== PROVIDED ENTRIES ==

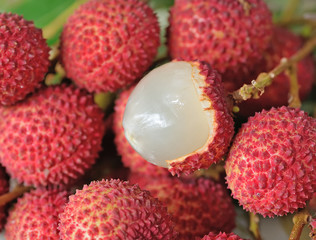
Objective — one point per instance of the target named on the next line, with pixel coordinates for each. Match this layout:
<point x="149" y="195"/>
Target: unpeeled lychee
<point x="23" y="58"/>
<point x="270" y="167"/>
<point x="198" y="205"/>
<point x="221" y="236"/>
<point x="231" y="35"/>
<point x="284" y="44"/>
<point x="130" y="157"/>
<point x="113" y="209"/>
<point x="108" y="44"/>
<point x="177" y="117"/>
<point x="52" y="137"/>
<point x="36" y="215"/>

===

» GIVEN PROBLEM:
Return every line of the records above unchanged, leaving out the picture.

» RESPONSE TO THIS EXERCISE:
Objective — one point per instance of the target named on the next line, with pixel coordinates for each. Match this layout:
<point x="149" y="195"/>
Target: unpeeled lychee
<point x="23" y="58"/>
<point x="270" y="167"/>
<point x="198" y="205"/>
<point x="221" y="236"/>
<point x="231" y="35"/>
<point x="284" y="44"/>
<point x="130" y="157"/>
<point x="113" y="209"/>
<point x="108" y="44"/>
<point x="177" y="117"/>
<point x="52" y="137"/>
<point x="36" y="215"/>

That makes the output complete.